Bon, autant l'annoncer de suite. Les Rothschilds n'a évidemment pas usurpé son statut d'oeuvre farouchement antisémite.
Certes, contrairement à Le Juif Süss qui insulte à tout instant la communauté judaïque, Les Rothschilds se montre un peu moins ordurier, tout du moins en apparence. Paradoxalement, le film arbore un discours tout aussi factieux et harangueur. Le scénario repose sur une dialectique à priori irréfragable. Aux yeux d'Hitler et de la propagande diligentée par Joseph Goebbels, les juifs auraient pour vocation de se coaliser en une internationale politique segmentée en plusieurs réseaux captieux à travers toute l'Europe ; de la France à l'Angleterre, en passant évidemment par l'Allemagne.

**Données extraites**
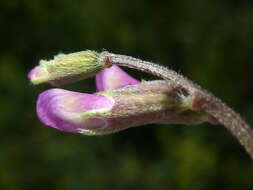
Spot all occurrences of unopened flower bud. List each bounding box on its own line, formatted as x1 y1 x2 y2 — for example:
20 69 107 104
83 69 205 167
28 50 110 85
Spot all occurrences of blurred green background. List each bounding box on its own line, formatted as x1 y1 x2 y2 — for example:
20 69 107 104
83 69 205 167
0 0 253 190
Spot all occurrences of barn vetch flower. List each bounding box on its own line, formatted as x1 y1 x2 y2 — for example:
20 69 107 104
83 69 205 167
37 66 213 135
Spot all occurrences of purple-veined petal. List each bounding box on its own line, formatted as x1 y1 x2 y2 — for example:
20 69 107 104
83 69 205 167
37 89 113 133
96 65 140 91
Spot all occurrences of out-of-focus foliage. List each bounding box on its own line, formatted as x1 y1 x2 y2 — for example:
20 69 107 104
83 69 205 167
0 0 253 190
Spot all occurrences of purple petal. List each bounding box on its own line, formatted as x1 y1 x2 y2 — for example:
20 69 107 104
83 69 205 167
37 89 113 133
96 65 140 91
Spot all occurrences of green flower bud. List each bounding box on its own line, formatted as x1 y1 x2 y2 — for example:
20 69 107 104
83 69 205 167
28 50 110 85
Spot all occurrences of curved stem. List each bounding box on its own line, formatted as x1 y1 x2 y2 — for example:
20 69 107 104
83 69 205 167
105 53 253 159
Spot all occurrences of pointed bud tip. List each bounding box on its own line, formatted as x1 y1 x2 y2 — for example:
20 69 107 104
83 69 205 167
28 50 108 86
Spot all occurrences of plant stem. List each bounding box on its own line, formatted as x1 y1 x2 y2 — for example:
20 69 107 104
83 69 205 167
105 53 253 159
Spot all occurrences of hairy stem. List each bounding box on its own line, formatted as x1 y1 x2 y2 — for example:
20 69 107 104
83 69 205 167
105 53 253 159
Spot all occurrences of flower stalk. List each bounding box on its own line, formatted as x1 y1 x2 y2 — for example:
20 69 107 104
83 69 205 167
28 50 253 159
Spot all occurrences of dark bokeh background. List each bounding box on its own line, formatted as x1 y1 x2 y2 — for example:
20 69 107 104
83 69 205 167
0 0 253 190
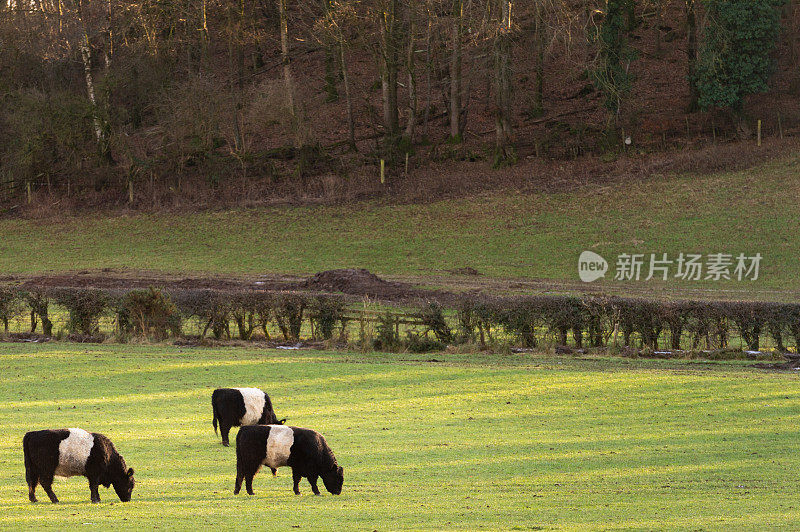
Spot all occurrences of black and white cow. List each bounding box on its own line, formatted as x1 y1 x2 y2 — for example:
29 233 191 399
22 429 135 503
211 388 286 447
233 425 344 495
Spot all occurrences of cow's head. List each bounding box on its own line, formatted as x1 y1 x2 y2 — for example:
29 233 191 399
111 468 136 502
321 466 344 495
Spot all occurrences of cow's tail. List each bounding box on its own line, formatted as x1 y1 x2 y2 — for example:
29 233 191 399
22 434 34 484
211 400 217 434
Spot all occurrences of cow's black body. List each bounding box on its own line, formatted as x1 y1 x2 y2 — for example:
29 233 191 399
233 425 344 495
22 429 135 503
211 388 285 447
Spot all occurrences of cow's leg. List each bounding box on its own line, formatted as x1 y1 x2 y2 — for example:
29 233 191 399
308 475 319 495
292 468 303 495
233 465 244 495
25 467 39 502
89 480 100 503
219 420 231 447
39 473 58 503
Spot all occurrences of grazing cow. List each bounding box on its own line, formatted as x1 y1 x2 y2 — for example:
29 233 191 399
22 429 135 503
211 388 286 447
233 425 344 495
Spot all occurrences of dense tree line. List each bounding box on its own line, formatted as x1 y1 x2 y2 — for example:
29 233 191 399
0 0 798 208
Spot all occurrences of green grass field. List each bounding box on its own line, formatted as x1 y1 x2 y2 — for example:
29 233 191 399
0 155 800 291
0 343 800 530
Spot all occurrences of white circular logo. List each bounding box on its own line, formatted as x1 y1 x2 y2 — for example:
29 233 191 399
578 251 608 283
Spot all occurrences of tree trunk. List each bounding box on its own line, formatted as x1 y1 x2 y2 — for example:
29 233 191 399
686 0 700 113
533 0 546 117
278 0 303 148
494 0 514 166
339 42 358 151
450 0 464 140
321 0 339 103
80 28 106 151
379 0 400 159
405 8 417 144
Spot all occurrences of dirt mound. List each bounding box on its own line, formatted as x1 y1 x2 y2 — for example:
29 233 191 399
301 268 414 299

**Consignes de l'exercice**
1. Reprenez à l'identique le passage de l'extrait qui va de « Bon, autant l'annoncer » jusqu'à « évidemment par l'Allemagne. » inclus.
2. Relevez, s'il vous plaît, chaque ligne de la liste qui contient le mot « flower », en tenant compte de la casse.
L'extrait et la liste constituent deux documents distincts.

**Corrigés détaillés**
1.
Bon, autant l'annoncer de suite. Les Rothschilds n'a évidemment pas usurpé son statut d'oeuvre farouchement antisémite.
Certes, contrairement à Le Juif Süss qui insulte à tout instant la communauté judaïque, Les Rothschilds se montre un peu moins ordurier, tout du moins en apparence. Paradoxalement, le film arbore un discours tout aussi factieux et harangueur. Le scénario repose sur une dialectique à priori irréfragable. Aux yeux d'Hitler et de la propagande diligentée par Joseph Goebbels, les juifs auraient pour vocation de se coaliser en une internationale politique segmentée en plusieurs réseaux captieux à travers toute l'Europe ; de la France à l'Angleterre, en passant évidemment par l'Allemagne.

2.
Spot all occurrences of unopened flower bud. List each bounding box on its own line, formatted as x1 y1 x2 y2 — for example:
Spot all occurrences of barn vetch flower. List each bounding box on its own line, formatted as x1 y1 x2 y2 — for example:
Spot all occurrences of green flower bud. List each bounding box on its own line, formatted as x1 y1 x2 y2 — for example:
Spot all occurrences of flower stalk. List each bounding box on its own line, formatted as x1 y1 x2 y2 — for example:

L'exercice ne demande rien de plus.